WHAT YOU WILL DO: Filter the records below for the word "spine". Copy each line that holds it.

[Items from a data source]

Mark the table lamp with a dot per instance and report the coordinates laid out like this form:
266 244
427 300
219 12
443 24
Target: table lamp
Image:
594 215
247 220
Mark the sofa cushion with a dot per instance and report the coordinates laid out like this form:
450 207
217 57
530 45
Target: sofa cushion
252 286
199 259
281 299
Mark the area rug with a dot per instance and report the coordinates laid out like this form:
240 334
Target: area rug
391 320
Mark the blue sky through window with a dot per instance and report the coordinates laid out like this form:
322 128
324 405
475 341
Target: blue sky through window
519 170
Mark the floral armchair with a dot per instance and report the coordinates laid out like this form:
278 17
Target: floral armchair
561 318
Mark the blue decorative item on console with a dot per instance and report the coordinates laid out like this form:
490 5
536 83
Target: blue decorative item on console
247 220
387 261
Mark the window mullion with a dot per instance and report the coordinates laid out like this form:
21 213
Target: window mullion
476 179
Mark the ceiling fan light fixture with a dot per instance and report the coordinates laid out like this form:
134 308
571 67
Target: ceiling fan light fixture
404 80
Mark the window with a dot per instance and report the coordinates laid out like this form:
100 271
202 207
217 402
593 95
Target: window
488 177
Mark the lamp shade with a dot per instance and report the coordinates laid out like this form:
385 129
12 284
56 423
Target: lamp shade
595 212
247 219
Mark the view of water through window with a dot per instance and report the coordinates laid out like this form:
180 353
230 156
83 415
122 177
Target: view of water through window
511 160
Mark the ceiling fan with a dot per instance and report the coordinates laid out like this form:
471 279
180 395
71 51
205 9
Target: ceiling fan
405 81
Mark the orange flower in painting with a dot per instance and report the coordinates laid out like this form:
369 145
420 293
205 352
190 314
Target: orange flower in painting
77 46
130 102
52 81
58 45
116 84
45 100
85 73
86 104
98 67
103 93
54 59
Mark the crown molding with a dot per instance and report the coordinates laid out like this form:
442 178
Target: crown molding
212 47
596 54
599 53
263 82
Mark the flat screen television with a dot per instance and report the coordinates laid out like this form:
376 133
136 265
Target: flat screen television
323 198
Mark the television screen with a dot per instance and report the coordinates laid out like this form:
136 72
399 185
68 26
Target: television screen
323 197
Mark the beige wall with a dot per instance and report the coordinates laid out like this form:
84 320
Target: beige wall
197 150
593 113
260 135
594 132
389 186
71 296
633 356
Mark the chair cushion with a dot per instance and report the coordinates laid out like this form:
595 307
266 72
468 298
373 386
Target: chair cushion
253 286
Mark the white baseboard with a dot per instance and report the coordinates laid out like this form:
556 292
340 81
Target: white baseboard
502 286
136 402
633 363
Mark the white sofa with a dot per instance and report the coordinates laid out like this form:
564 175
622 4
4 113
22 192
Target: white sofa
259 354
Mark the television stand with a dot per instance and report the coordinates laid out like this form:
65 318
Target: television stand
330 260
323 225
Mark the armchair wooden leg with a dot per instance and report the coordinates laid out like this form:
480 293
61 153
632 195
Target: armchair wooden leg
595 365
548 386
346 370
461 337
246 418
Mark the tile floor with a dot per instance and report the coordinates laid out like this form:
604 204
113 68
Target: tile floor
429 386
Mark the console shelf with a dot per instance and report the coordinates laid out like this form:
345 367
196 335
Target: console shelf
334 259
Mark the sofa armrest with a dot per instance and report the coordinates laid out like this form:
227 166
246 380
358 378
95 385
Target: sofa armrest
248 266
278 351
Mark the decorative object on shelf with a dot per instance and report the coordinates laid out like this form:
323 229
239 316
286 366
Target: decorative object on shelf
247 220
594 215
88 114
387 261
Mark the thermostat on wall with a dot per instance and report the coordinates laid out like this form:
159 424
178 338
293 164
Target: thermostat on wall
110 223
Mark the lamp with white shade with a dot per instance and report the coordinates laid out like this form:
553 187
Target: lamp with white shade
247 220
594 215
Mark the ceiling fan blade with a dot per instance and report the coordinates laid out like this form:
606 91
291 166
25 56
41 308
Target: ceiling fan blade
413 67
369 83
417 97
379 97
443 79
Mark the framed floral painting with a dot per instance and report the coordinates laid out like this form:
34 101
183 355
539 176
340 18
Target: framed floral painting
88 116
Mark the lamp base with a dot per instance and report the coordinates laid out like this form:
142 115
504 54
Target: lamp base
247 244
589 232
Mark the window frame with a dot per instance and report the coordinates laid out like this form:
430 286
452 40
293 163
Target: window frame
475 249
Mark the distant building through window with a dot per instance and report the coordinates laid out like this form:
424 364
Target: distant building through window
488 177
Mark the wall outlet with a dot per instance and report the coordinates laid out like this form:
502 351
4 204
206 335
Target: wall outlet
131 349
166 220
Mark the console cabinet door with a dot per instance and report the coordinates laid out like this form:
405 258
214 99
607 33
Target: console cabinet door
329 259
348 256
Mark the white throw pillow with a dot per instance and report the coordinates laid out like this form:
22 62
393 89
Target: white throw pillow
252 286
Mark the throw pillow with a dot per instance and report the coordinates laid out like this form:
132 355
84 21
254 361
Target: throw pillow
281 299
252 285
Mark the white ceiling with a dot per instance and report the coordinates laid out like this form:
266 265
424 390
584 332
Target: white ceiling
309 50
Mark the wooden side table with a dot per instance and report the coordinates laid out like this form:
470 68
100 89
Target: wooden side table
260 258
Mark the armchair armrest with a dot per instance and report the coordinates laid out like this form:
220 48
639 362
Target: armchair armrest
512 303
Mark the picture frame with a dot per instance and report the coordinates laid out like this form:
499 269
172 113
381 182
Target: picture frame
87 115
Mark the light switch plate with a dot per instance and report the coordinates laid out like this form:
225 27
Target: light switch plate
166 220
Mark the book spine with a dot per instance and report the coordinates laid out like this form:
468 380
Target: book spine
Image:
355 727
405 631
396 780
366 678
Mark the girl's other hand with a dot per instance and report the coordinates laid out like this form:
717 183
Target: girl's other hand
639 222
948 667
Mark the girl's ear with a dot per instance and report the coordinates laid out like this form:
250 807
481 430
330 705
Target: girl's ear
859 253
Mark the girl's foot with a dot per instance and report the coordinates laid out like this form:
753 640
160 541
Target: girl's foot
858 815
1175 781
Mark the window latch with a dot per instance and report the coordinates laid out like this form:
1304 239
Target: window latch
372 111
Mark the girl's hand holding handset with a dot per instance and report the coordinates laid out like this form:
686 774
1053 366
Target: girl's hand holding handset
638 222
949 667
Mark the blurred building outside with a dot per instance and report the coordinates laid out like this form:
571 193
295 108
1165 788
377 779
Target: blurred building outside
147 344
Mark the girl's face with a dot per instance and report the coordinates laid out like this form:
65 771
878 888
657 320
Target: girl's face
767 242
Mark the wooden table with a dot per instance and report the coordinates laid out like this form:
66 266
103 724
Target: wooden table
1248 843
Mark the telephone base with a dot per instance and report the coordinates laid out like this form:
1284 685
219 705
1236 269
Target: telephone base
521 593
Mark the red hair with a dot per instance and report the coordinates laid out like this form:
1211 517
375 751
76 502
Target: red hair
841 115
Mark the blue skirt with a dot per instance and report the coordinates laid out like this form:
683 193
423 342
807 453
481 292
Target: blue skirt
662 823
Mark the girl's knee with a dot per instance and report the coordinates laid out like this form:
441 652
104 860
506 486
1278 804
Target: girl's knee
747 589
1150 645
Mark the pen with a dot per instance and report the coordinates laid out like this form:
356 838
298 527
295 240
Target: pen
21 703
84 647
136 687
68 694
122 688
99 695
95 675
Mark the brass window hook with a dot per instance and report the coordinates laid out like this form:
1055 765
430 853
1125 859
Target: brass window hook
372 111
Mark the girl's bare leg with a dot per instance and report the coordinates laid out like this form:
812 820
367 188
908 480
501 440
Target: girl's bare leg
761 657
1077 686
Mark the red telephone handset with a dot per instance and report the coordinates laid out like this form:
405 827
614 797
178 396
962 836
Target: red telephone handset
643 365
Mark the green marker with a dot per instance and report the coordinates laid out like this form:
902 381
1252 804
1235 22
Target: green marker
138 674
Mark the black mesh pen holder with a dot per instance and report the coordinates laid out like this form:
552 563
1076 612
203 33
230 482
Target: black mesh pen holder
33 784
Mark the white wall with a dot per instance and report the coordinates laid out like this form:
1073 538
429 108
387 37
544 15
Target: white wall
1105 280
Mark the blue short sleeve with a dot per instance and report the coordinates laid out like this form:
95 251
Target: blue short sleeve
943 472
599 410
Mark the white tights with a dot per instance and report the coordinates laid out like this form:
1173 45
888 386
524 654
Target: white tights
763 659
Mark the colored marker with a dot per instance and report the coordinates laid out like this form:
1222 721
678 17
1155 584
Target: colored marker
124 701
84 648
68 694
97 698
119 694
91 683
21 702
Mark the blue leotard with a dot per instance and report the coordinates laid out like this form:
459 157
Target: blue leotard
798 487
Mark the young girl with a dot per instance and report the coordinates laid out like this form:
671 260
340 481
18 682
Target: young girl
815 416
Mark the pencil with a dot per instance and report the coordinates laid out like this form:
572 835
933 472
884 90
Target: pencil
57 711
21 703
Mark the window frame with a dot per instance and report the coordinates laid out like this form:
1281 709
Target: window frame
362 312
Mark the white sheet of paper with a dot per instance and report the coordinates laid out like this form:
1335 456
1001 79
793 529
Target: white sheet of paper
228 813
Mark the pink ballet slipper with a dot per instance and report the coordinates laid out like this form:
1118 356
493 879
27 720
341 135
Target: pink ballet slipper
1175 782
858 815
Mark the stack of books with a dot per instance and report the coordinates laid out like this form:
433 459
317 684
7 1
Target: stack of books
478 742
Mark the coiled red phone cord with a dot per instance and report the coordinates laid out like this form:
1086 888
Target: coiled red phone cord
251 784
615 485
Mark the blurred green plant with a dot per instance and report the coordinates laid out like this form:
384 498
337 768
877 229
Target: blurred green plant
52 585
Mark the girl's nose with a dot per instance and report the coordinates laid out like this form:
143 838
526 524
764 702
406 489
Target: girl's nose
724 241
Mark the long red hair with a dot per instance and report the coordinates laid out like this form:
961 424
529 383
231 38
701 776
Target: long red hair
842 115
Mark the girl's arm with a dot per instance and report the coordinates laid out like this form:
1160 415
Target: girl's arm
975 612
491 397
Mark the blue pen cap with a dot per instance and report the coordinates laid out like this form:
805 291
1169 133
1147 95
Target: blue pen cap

COMPLETED EXERCISE:
Mark the book spine with a dot per instance and report the coordinates laid out like this form:
Target: book spine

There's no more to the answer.